== EXCERPTED PASSAGE ==
Sunday, 20 July 2014

Is it the greatest, or is it just standing on a box?

I follow all sorts of nonsense on twitter, as you would expect.   I follow this brilliant thing called classic photos (@History_pics), which links into lots of historical photographic sites.  The other day I saw a photo with the legend “The world’s biggest horse!”, and my first though was, of course, “How do they know?” My second though was “Is it standing on a box?”

Many are hailing this summer’s world cup as the best one ever.  I admit it largely passed me by; I was allowed to iron along to the Brazil-Germany mismatch, but other than that, I wasn’t bothered.  It appears to have been open and entertaining and full of the usual stories of heroes, villains and daring do.  As far as I’m concerned, Italia 90 will always be the best ever world cup, but that is tinged with rose-tinted nostalgia, and the fact we had a team, a manager worthy of the name and a chance greater than a prayer.  But again, you have to ask, how do they know?  How will it be measured?  Goals? People watching globally? Oral hygiene?

I’ve always preferred it when greatness has come tinged with a hint of irony, such as Tenacious D’s “Best and Greatest Song in the world Ever….tribute”.  But who’s to say it wasn’t, and how will it be measured?  When I was younger I used to read music magazines religiously, and at least once a year they would compile a “100 greatest albums ever” chart.  It invariably ended up with the Beatles’ Revolver coming top, but again, how is it measured?  Who’s to say that the two best albums this year (Crimson / Red by Prefab Sprout and Love Letters by Metronomy since you asked) will not soon send Revolver toppling?

It’s all about the measuring.  The benchmarks.  The indicators. 

Regular fliers of my blog will recall that I predicted a few weeks ago that our outcomes – our measures – were not looking too clever.  Sadly, and highly unpredictably to many of the women I work with, I was right.  I was gutted.  Devastated.

I felt like I had been kicked on a thousand fronts, but not one of them about me.  I have enough self-loathing in the tank for any man.  No, I was gutted for the kids, and for the staff who have worked so hard. How will we be measured, if the measurements do not give an accurate reflection?  It feels as if we will be measured using a picture of the school that is 10 years out of date.  And blurred.  With a coffee ring in the top corner.
I will not list the reasons why things did not go our way, and why I predicted this downfall; the world hates a whinger, or, at least I do.  What I will tell you is why I was so gutted.
===
== SUPPLIED DATA ==
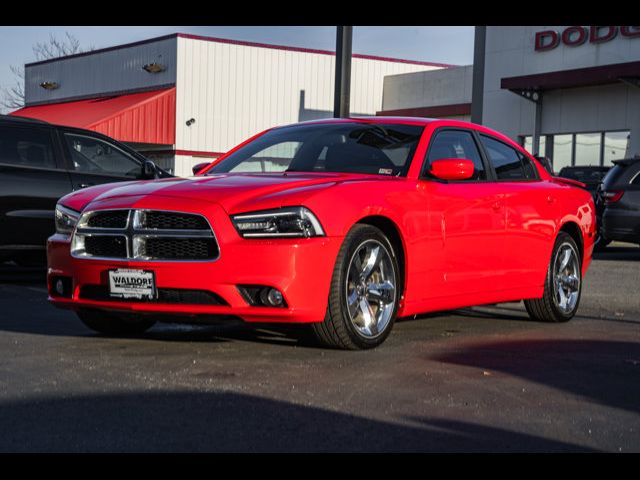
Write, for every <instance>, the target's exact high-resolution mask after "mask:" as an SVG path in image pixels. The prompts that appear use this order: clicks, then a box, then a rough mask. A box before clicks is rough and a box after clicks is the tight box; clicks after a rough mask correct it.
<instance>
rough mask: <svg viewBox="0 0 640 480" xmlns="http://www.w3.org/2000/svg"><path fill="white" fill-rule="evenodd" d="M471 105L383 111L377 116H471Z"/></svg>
mask: <svg viewBox="0 0 640 480" xmlns="http://www.w3.org/2000/svg"><path fill="white" fill-rule="evenodd" d="M470 114H471V104H470V103H456V104H452V105H436V106H434V107H416V108H401V109H398V110H382V111H380V112H377V113H376V115H379V116H382V117H394V116H405V117H427V118H437V117H448V116H451V115H470Z"/></svg>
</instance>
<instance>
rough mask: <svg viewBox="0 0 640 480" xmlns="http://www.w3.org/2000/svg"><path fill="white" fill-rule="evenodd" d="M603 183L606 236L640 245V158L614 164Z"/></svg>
mask: <svg viewBox="0 0 640 480" xmlns="http://www.w3.org/2000/svg"><path fill="white" fill-rule="evenodd" d="M613 165H614V166H613V167H612V168H611V170H610V171H609V173H607V176H606V177H605V178H604V180H603V181H602V187H601V191H600V194H599V196H600V199H599V203H601V204H603V205H604V212H603V214H602V235H603V236H604V238H606V239H607V240H608V241H611V240H620V241H622V242H631V243H638V244H640V157H636V158H626V159H624V160H614V161H613Z"/></svg>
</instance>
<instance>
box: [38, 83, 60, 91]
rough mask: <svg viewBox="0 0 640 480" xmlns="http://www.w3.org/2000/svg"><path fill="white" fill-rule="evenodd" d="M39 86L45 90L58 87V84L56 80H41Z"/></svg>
mask: <svg viewBox="0 0 640 480" xmlns="http://www.w3.org/2000/svg"><path fill="white" fill-rule="evenodd" d="M40 86H41V87H42V88H44V89H45V90H55V89H56V88H58V87H59V86H60V85H58V83H57V82H42V83H41V84H40Z"/></svg>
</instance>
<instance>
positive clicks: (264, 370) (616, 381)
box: [0, 244, 640, 452]
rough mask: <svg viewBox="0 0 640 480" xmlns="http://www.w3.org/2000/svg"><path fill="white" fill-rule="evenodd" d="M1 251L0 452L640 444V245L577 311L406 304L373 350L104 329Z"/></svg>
mask: <svg viewBox="0 0 640 480" xmlns="http://www.w3.org/2000/svg"><path fill="white" fill-rule="evenodd" d="M43 277H44V273H43V272H42V271H41V270H38V269H21V268H18V267H15V266H12V265H10V264H4V265H2V266H0V432H2V434H1V435H0V451H3V452H7V451H9V452H28V451H38V452H41V451H44V452H68V451H71V452H103V451H116V452H119V451H134V452H149V451H153V452H156V451H207V452H209V451H215V452H282V451H287V452H308V451H330V452H380V451H385V452H388V451H410V452H457V451H465V452H495V451H499V452H558V451H560V452H567V451H568V452H592V451H606V452H630V451H634V452H638V451H640V294H639V291H638V290H639V289H638V287H639V286H640V248H638V247H637V246H631V245H628V244H616V245H614V246H613V247H611V248H609V249H608V251H607V252H606V253H603V254H600V255H598V256H597V259H596V260H594V262H593V264H592V266H591V269H590V271H589V273H588V276H587V277H586V278H585V283H584V290H583V297H582V302H581V307H580V310H579V312H578V315H577V317H576V318H574V319H573V320H572V321H571V322H569V323H565V324H542V323H535V322H531V321H528V320H527V316H526V312H525V311H524V307H523V305H522V304H521V303H510V304H501V305H496V306H484V307H474V308H470V309H463V310H456V311H452V312H442V313H437V314H429V315H424V316H421V317H419V318H416V319H404V320H402V321H399V322H398V323H397V324H396V325H395V328H394V331H393V332H392V334H391V336H390V337H389V339H388V340H387V342H386V343H385V344H384V345H383V346H382V347H380V348H378V349H375V350H370V351H364V352H344V351H335V350H324V349H321V348H316V347H314V346H313V345H311V344H310V343H309V342H308V341H306V340H304V338H303V339H302V340H301V339H300V337H299V335H298V332H296V331H295V329H294V330H289V329H282V330H273V329H271V328H267V327H259V328H243V327H210V326H196V327H192V326H185V325H174V324H158V325H156V326H155V327H154V328H153V329H152V330H150V331H149V332H148V334H146V335H144V336H141V337H135V338H108V337H105V336H101V335H97V334H94V333H92V332H91V331H90V330H88V329H87V328H85V327H84V326H83V325H82V324H81V323H80V321H79V320H78V319H77V318H76V317H75V315H74V314H73V313H71V312H68V311H64V310H58V309H55V308H54V307H52V306H50V305H49V304H48V303H47V301H46V291H45V285H44V278H43Z"/></svg>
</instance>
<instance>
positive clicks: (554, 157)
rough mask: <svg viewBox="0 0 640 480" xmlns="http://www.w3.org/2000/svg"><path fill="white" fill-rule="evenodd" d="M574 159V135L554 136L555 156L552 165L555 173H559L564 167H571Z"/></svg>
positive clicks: (553, 151) (553, 144)
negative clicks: (552, 165)
mask: <svg viewBox="0 0 640 480" xmlns="http://www.w3.org/2000/svg"><path fill="white" fill-rule="evenodd" d="M572 157H573V135H571V134H569V135H554V136H553V154H552V156H551V163H552V164H553V171H554V172H559V171H560V169H561V168H563V167H570V166H571V158H572Z"/></svg>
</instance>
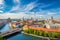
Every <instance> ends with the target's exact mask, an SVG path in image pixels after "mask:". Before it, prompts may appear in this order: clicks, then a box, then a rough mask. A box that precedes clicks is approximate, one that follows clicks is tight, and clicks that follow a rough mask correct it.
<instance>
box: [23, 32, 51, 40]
mask: <svg viewBox="0 0 60 40" xmlns="http://www.w3.org/2000/svg"><path fill="white" fill-rule="evenodd" d="M22 33H23V34H26V35H31V36H35V37H39V38H44V39H47V40H50V39H49V38H48V37H42V36H38V35H34V34H28V33H25V32H22Z"/></svg>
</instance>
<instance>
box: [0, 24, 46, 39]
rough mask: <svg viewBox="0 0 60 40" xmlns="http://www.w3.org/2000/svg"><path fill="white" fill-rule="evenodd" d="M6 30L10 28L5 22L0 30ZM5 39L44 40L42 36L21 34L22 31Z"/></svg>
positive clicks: (9, 29)
mask: <svg viewBox="0 0 60 40" xmlns="http://www.w3.org/2000/svg"><path fill="white" fill-rule="evenodd" d="M7 30H10V28H9V24H6V25H5V26H4V27H3V28H2V29H1V30H0V32H4V31H7ZM7 40H46V39H42V38H38V37H34V36H30V35H26V34H22V33H18V34H16V35H14V36H11V37H9V38H7Z"/></svg>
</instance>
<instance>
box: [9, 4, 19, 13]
mask: <svg viewBox="0 0 60 40" xmlns="http://www.w3.org/2000/svg"><path fill="white" fill-rule="evenodd" d="M19 9H20V7H19V5H16V6H13V7H12V9H11V10H10V11H9V12H11V11H16V10H19Z"/></svg>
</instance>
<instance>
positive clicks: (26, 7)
mask: <svg viewBox="0 0 60 40" xmlns="http://www.w3.org/2000/svg"><path fill="white" fill-rule="evenodd" d="M36 2H37V1H34V2H31V3H29V4H27V5H26V8H25V9H24V11H26V12H28V11H30V10H32V9H33V8H34V7H36V6H37V5H38V4H36Z"/></svg>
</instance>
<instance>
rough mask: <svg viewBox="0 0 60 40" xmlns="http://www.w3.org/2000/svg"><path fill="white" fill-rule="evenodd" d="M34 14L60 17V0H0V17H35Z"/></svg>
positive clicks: (37, 14)
mask: <svg viewBox="0 0 60 40" xmlns="http://www.w3.org/2000/svg"><path fill="white" fill-rule="evenodd" d="M35 12H36V14H34V13H35ZM34 15H36V16H37V18H39V17H42V18H45V17H46V18H49V17H51V16H53V17H54V18H60V0H0V18H8V17H10V18H22V17H26V18H29V17H33V18H34V17H35V16H34Z"/></svg>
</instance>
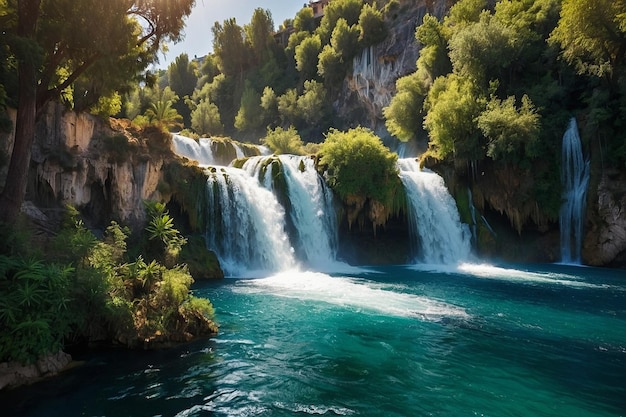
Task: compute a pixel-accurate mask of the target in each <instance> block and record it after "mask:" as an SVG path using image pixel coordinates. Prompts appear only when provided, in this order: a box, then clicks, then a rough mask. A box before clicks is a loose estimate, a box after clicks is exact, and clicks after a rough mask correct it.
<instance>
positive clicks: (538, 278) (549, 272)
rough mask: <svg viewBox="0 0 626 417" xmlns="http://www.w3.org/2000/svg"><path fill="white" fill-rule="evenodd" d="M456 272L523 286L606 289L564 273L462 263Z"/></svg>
mask: <svg viewBox="0 0 626 417" xmlns="http://www.w3.org/2000/svg"><path fill="white" fill-rule="evenodd" d="M456 271H457V272H459V273H462V274H468V275H472V276H475V277H478V278H488V279H498V280H506V281H516V282H521V283H524V284H552V285H565V286H568V287H574V288H608V286H607V285H598V284H592V283H589V282H584V281H582V280H581V278H579V277H577V276H575V275H569V274H566V273H557V272H531V271H523V270H519V269H509V268H502V267H498V266H494V265H489V264H471V263H463V264H460V265H459V266H458V267H456Z"/></svg>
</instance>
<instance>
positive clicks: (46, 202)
mask: <svg viewBox="0 0 626 417" xmlns="http://www.w3.org/2000/svg"><path fill="white" fill-rule="evenodd" d="M148 133H150V132H148ZM152 133H153V136H155V137H146V135H145V132H141V133H140V132H138V131H136V130H133V128H132V127H131V125H130V123H129V122H124V121H121V120H115V119H110V120H109V121H108V122H107V121H103V120H102V119H99V118H97V117H96V116H92V115H89V114H86V113H76V112H72V111H66V110H65V109H64V108H63V106H62V105H60V104H51V105H50V106H48V108H47V109H46V112H45V114H44V115H43V117H42V119H41V120H40V121H39V123H38V125H37V130H36V137H35V143H34V146H33V153H32V163H31V170H30V174H29V187H28V190H27V195H26V199H27V200H32V201H34V202H35V204H36V205H37V206H39V207H41V208H42V209H43V211H44V212H46V208H48V209H50V208H53V207H58V204H59V203H60V204H63V205H65V204H69V205H72V206H74V207H76V208H78V209H79V210H81V211H82V212H83V213H85V214H86V217H87V218H88V219H89V220H91V221H92V222H93V224H94V226H104V225H106V224H108V223H109V222H110V221H111V220H116V221H119V222H123V223H124V224H129V225H131V226H132V225H138V224H141V223H142V221H143V220H144V216H145V214H144V207H143V201H144V200H147V199H155V198H158V196H159V195H158V191H157V188H158V185H159V181H160V178H161V168H162V166H163V163H164V160H163V158H162V157H160V155H159V153H158V152H153V150H152V149H150V147H151V146H152V147H154V145H155V142H156V143H157V144H158V142H163V138H162V137H158V136H159V132H152ZM161 136H162V135H161ZM151 141H152V143H150V142H151ZM165 146H166V147H167V145H165ZM168 148H169V147H168Z"/></svg>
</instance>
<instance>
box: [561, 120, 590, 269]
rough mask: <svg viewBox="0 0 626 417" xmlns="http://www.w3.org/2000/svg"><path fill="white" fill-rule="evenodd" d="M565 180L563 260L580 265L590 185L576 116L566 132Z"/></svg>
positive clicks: (563, 157)
mask: <svg viewBox="0 0 626 417" xmlns="http://www.w3.org/2000/svg"><path fill="white" fill-rule="evenodd" d="M561 183H562V184H563V204H562V205H561V213H560V217H559V222H560V227H561V262H563V263H573V264H580V263H581V249H582V238H583V218H584V214H585V202H586V201H585V200H586V197H587V185H588V184H589V160H586V161H585V160H584V159H583V152H582V146H581V143H580V136H579V135H578V126H577V125H576V119H575V118H574V117H572V119H571V120H570V123H569V126H568V128H567V130H566V131H565V134H564V135H563V149H562V151H561Z"/></svg>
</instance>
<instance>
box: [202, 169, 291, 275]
mask: <svg viewBox="0 0 626 417" xmlns="http://www.w3.org/2000/svg"><path fill="white" fill-rule="evenodd" d="M207 210H208V213H207V214H208V216H207V218H208V224H207V232H206V237H207V245H208V247H209V248H210V249H212V250H214V251H215V253H216V254H217V256H218V258H219V260H220V263H221V265H222V268H223V269H224V271H225V272H226V274H227V275H231V276H232V275H238V276H241V275H244V274H249V273H250V272H251V271H254V270H261V271H285V270H288V269H291V268H294V267H295V266H296V259H295V257H294V253H293V248H292V247H291V244H290V241H289V237H288V235H287V233H286V224H285V210H284V209H283V207H282V206H281V205H280V203H279V202H278V200H277V199H276V196H275V195H274V194H272V192H271V191H269V190H268V189H266V188H264V187H262V186H260V185H259V182H258V180H257V179H256V178H253V177H251V176H250V175H249V174H248V173H247V172H245V171H244V170H241V169H238V168H232V167H222V168H218V169H215V168H214V169H212V171H211V174H210V175H209V178H208V181H207Z"/></svg>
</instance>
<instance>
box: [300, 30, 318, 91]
mask: <svg viewBox="0 0 626 417" xmlns="http://www.w3.org/2000/svg"><path fill="white" fill-rule="evenodd" d="M321 50H322V42H321V40H320V37H319V36H318V35H313V36H308V37H306V38H305V39H304V40H303V41H302V42H301V43H300V45H298V46H296V54H295V58H296V69H297V70H298V71H299V72H300V78H301V79H302V80H311V79H313V78H315V76H316V75H317V63H318V55H319V53H320V51H321Z"/></svg>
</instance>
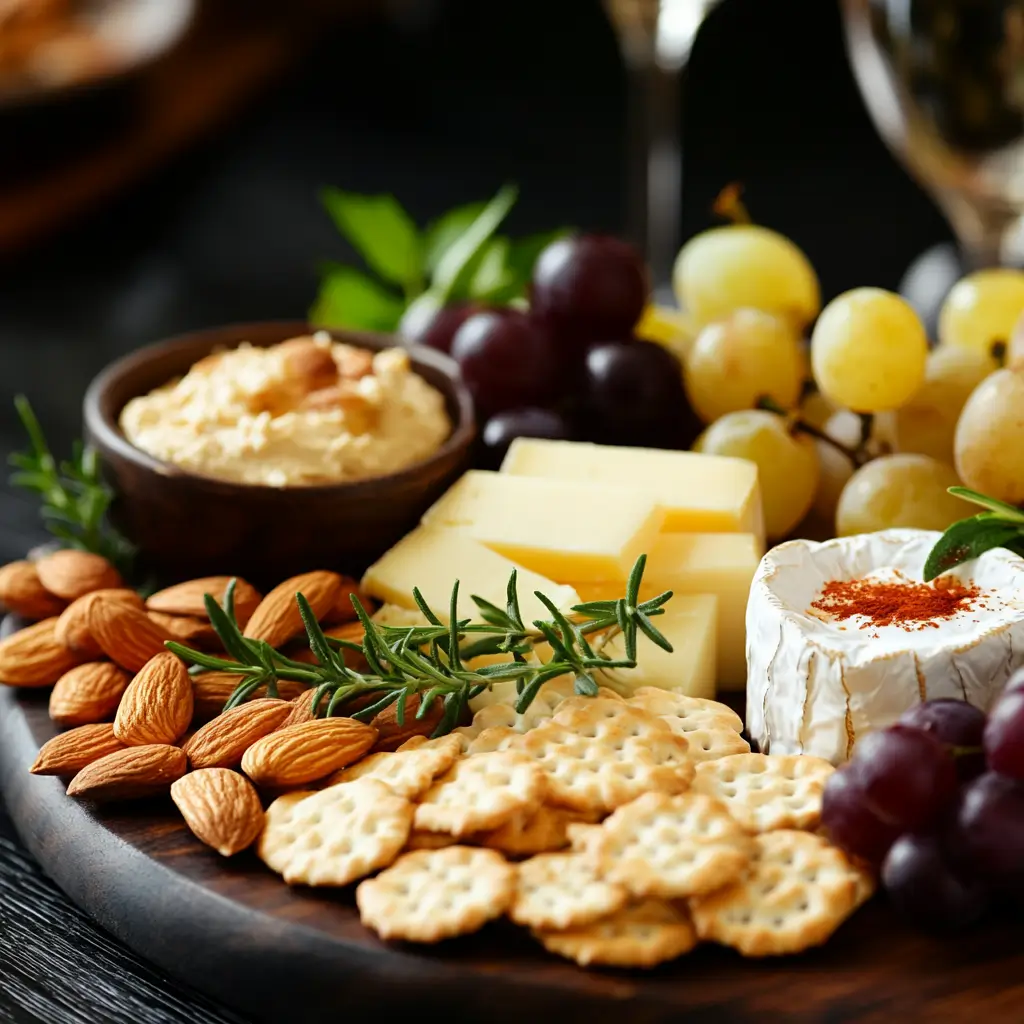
===
TASK SET:
A: Using the blog post on measuring greatness above, decide whether each statement agrees with it, answering yes or no and quoting the words that settle it: (i) The writer considers Italia 90 the best ever world cup. (ii) When younger, the writer read music magazines only occasionally. (iii) The writer intends to list the reasons why things did not go the writer's way.
B: Carry on the blog post on measuring greatness, picking up after its final sentence.

TASK ANSWERS:
A:
(i) Yes: "As far as I’m concerned, Italia 90 will always be the best ever world cup"
(ii) No: "When I was younger I used to read music magazines religiously"
(iii) No: "I will not list the reasons why things did not go our way"

B:
We know our teaching as good, if not better.  We know our methods, our procedures and the anal systems we have imposed work.  One candidate told us this summer at interview “I want to come here because all the staff say you make teachers even better.” Anyone who has visited has only offered praise.  But the measurement isn’t there.  The world’s biggest horse is simply standing on a box.

We know that the quality of our work is stunningly good, again for all of the above reasons.  One candidate told people he wouldn’t need to keep his books that way.  He left shortly after that comment. 
The opportunities we offer our children are many fold.  Today’s core visit was held between a 1980s party and key stage 1 participating in the Big Bear hunt. Yesterday 120 children went to the farm and I took year 6 swimming.  We have had to plan not one but 4 music assemblies in order to show off everyone’s skills.

 It’s all there, but it’s not measurable.

3 weeks ago we took 14 children up to London (my biggest nightmare ever – measured by the amount of grey it gave me) and won a national reading recovery award.  It’s great, we’re in the Evening Post and we now possess a Darlington Crystal obelisk. 

We now have a PTA – first time in my time at the school, completely set up by people outside the leadership, and brilliantly supported already.

Our school improvement work has already started, and we have 8 projects running concurrently during the summer.

Our school has grown from around 200 to over 300. And we have a Children’s Centre.  When I started we had 206 children and were on the way down – now, across the entire organization, we have close to 450 children and 100 staff.  Will it get a mention?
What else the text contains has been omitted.